━━ RECORDS FOR THE EXERCISE

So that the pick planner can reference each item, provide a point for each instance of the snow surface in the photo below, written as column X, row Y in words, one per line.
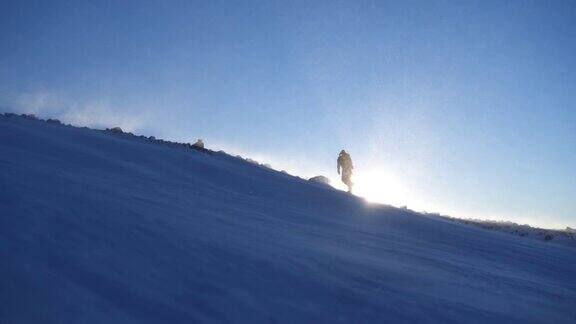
column 97, row 227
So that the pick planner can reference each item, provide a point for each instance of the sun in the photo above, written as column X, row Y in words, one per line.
column 381, row 187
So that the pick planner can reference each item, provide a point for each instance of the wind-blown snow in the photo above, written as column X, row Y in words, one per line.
column 97, row 227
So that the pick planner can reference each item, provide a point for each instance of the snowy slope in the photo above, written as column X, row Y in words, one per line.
column 98, row 227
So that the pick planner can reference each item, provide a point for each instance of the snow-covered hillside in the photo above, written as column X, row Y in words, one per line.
column 101, row 227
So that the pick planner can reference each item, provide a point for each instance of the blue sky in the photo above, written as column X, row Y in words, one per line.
column 460, row 107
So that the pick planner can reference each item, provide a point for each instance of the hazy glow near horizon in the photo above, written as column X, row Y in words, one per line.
column 465, row 108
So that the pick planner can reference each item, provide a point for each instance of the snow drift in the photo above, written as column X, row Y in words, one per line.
column 102, row 227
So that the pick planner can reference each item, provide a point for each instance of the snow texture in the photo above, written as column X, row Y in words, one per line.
column 107, row 227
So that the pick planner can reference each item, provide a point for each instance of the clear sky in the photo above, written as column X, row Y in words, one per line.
column 459, row 107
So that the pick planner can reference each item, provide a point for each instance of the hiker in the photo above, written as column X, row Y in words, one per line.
column 345, row 162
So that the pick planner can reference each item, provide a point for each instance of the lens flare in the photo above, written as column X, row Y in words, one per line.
column 381, row 187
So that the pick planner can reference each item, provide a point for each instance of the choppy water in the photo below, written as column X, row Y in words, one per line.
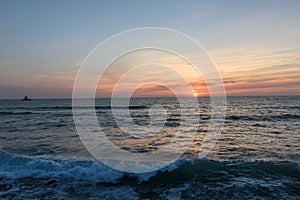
column 256, row 157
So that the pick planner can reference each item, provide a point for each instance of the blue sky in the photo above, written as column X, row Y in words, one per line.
column 43, row 42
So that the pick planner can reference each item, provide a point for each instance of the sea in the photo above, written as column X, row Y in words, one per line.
column 257, row 155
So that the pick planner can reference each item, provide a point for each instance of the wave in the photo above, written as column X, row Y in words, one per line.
column 16, row 113
column 14, row 166
column 33, row 177
column 263, row 117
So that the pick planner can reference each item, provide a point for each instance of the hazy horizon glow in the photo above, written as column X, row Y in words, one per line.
column 255, row 45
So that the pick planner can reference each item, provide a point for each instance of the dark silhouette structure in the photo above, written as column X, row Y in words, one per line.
column 26, row 99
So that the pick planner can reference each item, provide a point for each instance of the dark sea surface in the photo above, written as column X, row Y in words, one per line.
column 257, row 155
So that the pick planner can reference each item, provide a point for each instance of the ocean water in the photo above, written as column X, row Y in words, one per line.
column 257, row 155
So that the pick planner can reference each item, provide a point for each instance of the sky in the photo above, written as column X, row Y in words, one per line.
column 255, row 45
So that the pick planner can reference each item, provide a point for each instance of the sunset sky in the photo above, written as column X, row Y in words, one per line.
column 254, row 44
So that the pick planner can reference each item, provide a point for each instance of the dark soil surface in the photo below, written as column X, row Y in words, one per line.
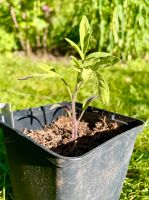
column 57, row 136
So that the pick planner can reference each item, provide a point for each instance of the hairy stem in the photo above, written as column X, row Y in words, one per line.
column 74, row 118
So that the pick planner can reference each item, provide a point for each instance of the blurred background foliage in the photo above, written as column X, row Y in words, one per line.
column 119, row 26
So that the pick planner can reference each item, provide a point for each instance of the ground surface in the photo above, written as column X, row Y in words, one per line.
column 129, row 96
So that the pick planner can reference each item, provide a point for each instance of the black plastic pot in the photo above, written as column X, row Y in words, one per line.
column 40, row 174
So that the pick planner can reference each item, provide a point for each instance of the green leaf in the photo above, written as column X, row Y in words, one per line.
column 87, row 102
column 108, row 61
column 97, row 55
column 84, row 29
column 46, row 67
column 76, row 47
column 86, row 74
column 86, row 42
column 94, row 63
column 103, row 89
column 39, row 23
column 76, row 62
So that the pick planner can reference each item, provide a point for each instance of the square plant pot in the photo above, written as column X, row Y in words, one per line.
column 38, row 173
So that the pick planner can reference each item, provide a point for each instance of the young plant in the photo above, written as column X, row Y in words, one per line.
column 85, row 66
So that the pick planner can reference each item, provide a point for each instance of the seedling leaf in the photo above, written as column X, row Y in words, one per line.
column 87, row 102
column 103, row 89
column 76, row 47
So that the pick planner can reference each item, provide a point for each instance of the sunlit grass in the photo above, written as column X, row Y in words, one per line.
column 129, row 96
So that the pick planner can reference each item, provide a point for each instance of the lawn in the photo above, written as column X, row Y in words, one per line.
column 128, row 84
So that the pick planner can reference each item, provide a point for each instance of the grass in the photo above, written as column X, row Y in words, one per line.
column 129, row 96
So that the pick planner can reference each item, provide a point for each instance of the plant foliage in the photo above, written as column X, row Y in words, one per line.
column 86, row 66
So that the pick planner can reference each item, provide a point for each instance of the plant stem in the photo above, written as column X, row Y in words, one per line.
column 74, row 120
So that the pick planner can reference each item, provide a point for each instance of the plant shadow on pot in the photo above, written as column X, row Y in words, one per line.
column 38, row 173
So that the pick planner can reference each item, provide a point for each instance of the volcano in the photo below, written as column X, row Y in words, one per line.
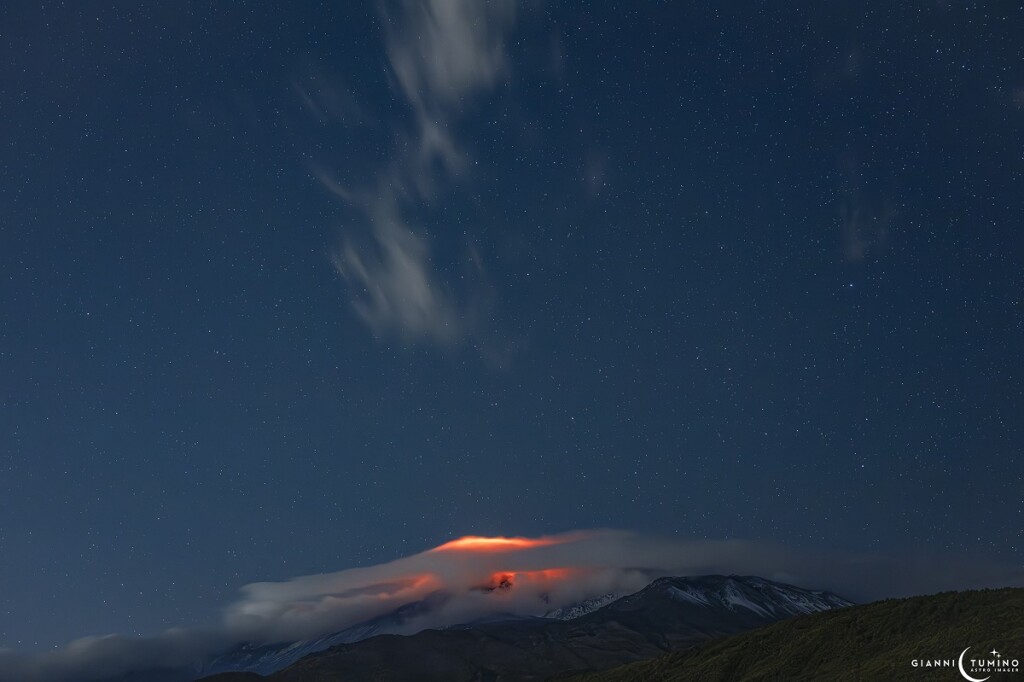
column 671, row 613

━━━━

| EXERCISE INSTRUCTIONS |
Please rewrite the records as a two-column CSV with the headers "text" and "answer", one row per record, starting with the line with "the plant stem" and going on through the end of the records. Put each field in quotation marks, turn line breaks into spaces, and leave the pictures out.

| SOLVED EXERCISE |
text,answer
"So that the pick planner can reference each item, provide a point for each instance of the plant stem in the photo above, written as column X, row Y in words, one per line.","column 74, row 120"
"So that the pick planner can reference each item, provide a point for each instance of the plant shadow on pot in the photo above, written as column X, row Y in words, one per line.","column 38, row 173"
"So that the pick planner can reference each item, provide a point for each instance of the volcano in the photo below, written as column X, row Y in words, one per line.","column 671, row 613"